*** Opening SOURCE DATA ***

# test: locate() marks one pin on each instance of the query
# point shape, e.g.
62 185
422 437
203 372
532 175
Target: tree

*** Closing SOURCE DATA ***

Return, word for word, the line containing "# point shape, e.g." and all lines after it through the last line of the records, and nothing else.

# point shape, e.g.
62 185
422 437
203 372
532 175
Target: tree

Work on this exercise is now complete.